[Excerpts from point annotation data]
# # #
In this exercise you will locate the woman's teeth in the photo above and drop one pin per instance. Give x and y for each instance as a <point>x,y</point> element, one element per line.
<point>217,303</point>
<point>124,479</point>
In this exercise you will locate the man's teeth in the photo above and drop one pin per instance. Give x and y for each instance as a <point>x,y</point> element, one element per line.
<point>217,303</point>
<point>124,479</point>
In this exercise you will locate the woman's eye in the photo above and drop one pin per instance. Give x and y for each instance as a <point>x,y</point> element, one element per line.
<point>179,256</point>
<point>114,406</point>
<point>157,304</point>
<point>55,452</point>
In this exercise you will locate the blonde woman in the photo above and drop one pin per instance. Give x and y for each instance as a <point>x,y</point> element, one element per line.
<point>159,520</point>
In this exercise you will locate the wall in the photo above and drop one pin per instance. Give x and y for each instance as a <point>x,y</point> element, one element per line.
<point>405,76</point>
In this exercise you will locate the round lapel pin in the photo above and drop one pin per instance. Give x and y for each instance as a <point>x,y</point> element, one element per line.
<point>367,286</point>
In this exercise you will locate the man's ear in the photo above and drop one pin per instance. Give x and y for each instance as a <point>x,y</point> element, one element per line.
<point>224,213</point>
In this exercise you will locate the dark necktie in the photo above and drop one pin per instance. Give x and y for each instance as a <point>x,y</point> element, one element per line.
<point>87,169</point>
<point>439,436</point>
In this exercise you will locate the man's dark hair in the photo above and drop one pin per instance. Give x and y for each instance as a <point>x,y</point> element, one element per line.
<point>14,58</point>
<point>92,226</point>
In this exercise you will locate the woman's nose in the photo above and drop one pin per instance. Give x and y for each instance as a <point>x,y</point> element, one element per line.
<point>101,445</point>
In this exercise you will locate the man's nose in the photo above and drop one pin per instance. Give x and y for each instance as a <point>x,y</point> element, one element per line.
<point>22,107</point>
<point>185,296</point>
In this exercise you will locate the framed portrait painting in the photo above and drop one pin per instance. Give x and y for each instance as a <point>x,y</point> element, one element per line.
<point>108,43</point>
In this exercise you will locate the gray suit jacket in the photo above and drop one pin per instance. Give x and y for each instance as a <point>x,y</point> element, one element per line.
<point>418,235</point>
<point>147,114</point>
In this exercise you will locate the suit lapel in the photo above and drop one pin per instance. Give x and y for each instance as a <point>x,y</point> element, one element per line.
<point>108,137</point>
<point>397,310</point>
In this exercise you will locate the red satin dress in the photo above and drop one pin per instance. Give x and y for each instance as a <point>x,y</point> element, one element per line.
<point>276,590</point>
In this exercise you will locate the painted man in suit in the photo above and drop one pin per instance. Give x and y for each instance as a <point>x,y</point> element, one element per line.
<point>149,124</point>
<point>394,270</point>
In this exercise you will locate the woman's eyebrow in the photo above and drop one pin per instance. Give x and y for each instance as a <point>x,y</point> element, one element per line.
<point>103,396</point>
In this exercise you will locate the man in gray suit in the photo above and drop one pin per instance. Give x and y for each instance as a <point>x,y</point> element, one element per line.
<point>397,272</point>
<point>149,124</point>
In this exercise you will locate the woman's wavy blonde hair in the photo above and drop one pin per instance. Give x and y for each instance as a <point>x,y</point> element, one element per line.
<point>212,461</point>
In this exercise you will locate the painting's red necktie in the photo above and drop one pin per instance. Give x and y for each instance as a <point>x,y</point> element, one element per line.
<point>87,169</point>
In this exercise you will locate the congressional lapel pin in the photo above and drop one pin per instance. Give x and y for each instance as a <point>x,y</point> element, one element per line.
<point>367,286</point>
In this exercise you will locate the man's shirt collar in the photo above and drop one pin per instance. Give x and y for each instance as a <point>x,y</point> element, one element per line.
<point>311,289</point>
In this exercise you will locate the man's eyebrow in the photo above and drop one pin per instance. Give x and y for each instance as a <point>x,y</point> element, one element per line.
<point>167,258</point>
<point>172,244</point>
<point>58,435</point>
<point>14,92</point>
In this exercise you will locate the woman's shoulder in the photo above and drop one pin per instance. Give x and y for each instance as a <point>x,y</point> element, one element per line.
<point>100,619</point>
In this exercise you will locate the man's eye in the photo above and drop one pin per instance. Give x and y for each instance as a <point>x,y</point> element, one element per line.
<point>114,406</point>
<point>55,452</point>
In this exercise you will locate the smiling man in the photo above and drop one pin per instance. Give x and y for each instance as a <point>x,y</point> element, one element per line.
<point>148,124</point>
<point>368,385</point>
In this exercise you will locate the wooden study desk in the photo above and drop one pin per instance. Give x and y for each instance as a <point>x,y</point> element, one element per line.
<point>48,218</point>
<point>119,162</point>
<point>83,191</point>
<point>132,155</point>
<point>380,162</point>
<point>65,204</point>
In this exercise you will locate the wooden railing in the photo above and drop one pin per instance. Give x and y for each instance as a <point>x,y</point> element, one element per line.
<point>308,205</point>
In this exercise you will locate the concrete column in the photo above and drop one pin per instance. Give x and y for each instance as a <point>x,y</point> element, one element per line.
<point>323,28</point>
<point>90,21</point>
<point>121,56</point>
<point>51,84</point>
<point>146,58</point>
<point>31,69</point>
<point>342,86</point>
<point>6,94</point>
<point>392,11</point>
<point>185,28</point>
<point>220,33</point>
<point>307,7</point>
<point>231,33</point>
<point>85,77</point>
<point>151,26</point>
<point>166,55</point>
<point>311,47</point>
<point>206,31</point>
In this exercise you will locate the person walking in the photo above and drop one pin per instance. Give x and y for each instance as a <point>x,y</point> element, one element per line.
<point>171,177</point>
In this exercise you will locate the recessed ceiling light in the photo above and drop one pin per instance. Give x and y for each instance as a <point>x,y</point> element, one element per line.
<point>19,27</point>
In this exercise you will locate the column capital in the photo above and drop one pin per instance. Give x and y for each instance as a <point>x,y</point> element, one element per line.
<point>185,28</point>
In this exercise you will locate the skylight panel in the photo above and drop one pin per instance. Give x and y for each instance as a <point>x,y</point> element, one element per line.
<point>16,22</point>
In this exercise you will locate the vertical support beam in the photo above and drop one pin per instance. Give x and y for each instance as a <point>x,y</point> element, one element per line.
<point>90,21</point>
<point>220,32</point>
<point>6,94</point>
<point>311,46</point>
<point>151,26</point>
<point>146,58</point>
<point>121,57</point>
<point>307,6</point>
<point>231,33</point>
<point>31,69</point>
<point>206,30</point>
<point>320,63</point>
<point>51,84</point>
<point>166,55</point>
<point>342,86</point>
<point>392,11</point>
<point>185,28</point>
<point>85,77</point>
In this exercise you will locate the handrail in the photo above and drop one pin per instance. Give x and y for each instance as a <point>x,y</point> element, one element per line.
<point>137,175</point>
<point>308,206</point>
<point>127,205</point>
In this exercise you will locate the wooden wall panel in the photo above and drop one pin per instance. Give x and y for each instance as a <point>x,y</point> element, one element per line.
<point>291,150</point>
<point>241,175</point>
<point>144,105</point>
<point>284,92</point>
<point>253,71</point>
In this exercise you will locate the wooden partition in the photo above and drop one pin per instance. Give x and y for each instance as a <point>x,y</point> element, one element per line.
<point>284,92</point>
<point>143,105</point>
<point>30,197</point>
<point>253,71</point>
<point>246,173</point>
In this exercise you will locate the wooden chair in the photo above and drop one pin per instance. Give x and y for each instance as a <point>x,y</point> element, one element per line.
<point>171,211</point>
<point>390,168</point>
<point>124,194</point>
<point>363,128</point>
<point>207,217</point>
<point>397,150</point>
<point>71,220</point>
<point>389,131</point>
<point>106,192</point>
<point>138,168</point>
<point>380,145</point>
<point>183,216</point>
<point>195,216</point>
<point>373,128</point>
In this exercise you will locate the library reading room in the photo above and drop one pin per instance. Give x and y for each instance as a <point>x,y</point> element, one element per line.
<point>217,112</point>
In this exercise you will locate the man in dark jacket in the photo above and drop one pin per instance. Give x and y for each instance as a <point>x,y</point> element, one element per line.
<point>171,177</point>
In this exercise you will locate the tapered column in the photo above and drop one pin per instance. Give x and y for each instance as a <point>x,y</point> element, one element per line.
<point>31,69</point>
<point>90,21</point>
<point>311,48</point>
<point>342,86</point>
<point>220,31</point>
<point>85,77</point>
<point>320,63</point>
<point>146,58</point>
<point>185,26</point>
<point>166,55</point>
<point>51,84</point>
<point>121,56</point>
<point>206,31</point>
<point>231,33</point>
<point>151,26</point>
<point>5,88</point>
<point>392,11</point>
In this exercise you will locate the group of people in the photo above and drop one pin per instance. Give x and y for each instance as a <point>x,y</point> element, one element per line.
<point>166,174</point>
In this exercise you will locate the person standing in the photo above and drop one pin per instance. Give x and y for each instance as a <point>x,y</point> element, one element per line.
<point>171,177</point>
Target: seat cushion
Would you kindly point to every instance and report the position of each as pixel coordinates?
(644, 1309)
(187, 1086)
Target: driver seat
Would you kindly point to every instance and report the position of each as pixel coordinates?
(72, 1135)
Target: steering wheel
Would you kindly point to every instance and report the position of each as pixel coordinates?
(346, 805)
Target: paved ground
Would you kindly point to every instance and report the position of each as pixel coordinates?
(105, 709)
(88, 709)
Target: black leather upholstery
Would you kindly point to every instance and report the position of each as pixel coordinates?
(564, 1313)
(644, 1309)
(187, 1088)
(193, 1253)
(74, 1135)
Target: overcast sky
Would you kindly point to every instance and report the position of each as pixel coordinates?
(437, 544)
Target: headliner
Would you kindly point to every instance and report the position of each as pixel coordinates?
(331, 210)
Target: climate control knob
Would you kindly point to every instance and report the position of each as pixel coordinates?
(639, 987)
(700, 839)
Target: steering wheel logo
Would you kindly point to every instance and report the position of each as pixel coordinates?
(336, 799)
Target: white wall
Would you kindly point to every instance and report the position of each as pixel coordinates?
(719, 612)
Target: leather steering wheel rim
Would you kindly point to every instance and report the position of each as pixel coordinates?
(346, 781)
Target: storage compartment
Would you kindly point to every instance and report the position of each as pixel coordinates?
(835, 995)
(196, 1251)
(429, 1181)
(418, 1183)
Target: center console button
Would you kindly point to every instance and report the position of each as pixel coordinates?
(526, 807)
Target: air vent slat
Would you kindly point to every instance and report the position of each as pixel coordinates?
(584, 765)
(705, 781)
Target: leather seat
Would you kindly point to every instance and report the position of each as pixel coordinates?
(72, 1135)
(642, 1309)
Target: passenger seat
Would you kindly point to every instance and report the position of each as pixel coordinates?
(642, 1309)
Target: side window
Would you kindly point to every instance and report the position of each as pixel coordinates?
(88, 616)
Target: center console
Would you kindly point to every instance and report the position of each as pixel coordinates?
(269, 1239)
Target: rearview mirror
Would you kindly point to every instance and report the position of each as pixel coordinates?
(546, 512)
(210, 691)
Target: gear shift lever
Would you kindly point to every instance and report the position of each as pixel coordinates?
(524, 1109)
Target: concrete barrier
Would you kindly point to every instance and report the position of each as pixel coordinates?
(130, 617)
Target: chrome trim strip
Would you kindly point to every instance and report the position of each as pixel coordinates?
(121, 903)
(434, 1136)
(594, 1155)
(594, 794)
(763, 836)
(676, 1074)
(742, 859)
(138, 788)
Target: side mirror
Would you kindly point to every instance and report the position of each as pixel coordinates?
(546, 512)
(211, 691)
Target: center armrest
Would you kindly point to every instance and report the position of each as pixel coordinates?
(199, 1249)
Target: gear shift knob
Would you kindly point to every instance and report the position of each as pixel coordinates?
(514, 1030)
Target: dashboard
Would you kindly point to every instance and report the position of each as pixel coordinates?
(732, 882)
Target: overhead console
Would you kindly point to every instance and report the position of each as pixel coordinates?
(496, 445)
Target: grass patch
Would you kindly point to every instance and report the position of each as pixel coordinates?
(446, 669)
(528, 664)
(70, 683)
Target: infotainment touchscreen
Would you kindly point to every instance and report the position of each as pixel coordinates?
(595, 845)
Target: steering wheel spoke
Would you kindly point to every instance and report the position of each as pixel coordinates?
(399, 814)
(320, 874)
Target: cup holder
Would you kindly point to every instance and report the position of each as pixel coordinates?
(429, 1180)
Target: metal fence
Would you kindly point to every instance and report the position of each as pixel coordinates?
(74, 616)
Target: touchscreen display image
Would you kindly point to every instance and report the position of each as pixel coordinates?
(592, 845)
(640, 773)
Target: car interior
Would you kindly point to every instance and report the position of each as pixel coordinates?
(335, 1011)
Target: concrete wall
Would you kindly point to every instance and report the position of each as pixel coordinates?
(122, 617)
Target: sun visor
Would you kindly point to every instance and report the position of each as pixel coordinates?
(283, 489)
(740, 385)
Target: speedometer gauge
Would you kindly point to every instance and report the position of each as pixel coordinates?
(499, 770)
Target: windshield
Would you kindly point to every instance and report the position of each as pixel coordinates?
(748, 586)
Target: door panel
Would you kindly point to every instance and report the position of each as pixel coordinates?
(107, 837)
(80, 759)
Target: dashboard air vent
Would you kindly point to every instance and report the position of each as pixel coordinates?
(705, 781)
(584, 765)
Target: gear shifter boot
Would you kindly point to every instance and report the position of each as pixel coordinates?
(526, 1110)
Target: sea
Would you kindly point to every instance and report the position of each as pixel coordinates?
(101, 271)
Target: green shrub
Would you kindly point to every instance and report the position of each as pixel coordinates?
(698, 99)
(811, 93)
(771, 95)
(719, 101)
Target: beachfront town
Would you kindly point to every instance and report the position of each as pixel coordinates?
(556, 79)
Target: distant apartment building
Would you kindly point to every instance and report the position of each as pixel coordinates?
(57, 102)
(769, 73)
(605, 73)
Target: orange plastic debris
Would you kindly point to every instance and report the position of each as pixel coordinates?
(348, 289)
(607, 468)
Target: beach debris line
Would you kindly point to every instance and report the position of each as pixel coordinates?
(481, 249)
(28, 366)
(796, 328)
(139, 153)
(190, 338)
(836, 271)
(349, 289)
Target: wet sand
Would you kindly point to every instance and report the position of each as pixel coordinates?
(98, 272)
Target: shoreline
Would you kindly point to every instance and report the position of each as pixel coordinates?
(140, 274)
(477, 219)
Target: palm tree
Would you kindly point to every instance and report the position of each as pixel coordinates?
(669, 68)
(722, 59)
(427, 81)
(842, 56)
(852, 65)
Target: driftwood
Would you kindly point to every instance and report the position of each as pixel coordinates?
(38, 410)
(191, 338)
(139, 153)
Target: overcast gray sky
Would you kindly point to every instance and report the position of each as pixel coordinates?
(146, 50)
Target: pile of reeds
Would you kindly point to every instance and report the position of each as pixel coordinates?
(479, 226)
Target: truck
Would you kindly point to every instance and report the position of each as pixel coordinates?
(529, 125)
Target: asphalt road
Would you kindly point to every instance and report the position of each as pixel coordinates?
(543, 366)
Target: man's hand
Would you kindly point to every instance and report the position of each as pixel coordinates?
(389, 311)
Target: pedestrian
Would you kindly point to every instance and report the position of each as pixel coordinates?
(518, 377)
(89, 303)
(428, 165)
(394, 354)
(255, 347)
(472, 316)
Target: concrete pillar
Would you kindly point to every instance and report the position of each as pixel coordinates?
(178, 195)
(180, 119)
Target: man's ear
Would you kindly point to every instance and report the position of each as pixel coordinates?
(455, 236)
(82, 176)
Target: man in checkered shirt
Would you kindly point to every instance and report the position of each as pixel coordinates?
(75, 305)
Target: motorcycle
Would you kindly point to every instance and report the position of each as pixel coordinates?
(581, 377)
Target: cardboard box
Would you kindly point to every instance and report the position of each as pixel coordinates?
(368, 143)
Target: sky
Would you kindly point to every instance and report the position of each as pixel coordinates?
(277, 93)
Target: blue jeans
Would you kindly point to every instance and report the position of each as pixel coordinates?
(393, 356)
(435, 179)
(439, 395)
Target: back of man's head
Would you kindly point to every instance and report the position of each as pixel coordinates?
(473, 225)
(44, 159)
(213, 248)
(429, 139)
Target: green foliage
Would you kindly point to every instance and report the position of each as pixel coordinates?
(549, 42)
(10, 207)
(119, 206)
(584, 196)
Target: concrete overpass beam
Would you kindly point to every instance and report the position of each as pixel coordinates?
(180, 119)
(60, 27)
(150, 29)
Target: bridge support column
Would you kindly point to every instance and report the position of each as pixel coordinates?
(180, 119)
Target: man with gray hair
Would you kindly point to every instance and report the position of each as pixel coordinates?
# # #
Return, word for word, each line from the line that contains "Target: man's ear" to the end of the listing above; include both end lines and nothing else.

Target: man's ear
Would you kindly point to every instance and report the position of each as pixel coordinates?
(455, 236)
(82, 176)
Target: man in checkered shirt
Would you kindly point to every instance and report the position of each as pixel coordinates?
(75, 305)
Target: motorcycle
Would you kindly point to every instance and report the position of each as pixel coordinates?
(581, 377)
Target: cardboard box
Would you kindly point to every instance and report the position of each as pixel coordinates?
(368, 143)
Target: sky
Would you kindly point to every instance and report the position of each as pixel coordinates?
(277, 93)
Target: blue jeans
Would you kindly point to every instance and report the position of each as pixel coordinates?
(393, 356)
(435, 179)
(439, 395)
Target: back of man's head
Would you kindly point to every instance and report the position of each as pixel coordinates?
(473, 225)
(44, 159)
(213, 248)
(429, 139)
Target: green foliage
Would you kindly point to every instance and report the position of each as pixel coordinates?
(549, 42)
(10, 207)
(119, 206)
(584, 196)
Target: concrete overpass beam
Would you kindly point to every instance and report the position of each as pixel coordinates?
(180, 119)
(60, 27)
(150, 29)
Target: bridge support column
Would you kindly point to every instance and report the position of each as pixel coordinates?
(180, 119)
Target: man with gray hair
Would you kindly point to every instance and report the position of each as pixel coordinates?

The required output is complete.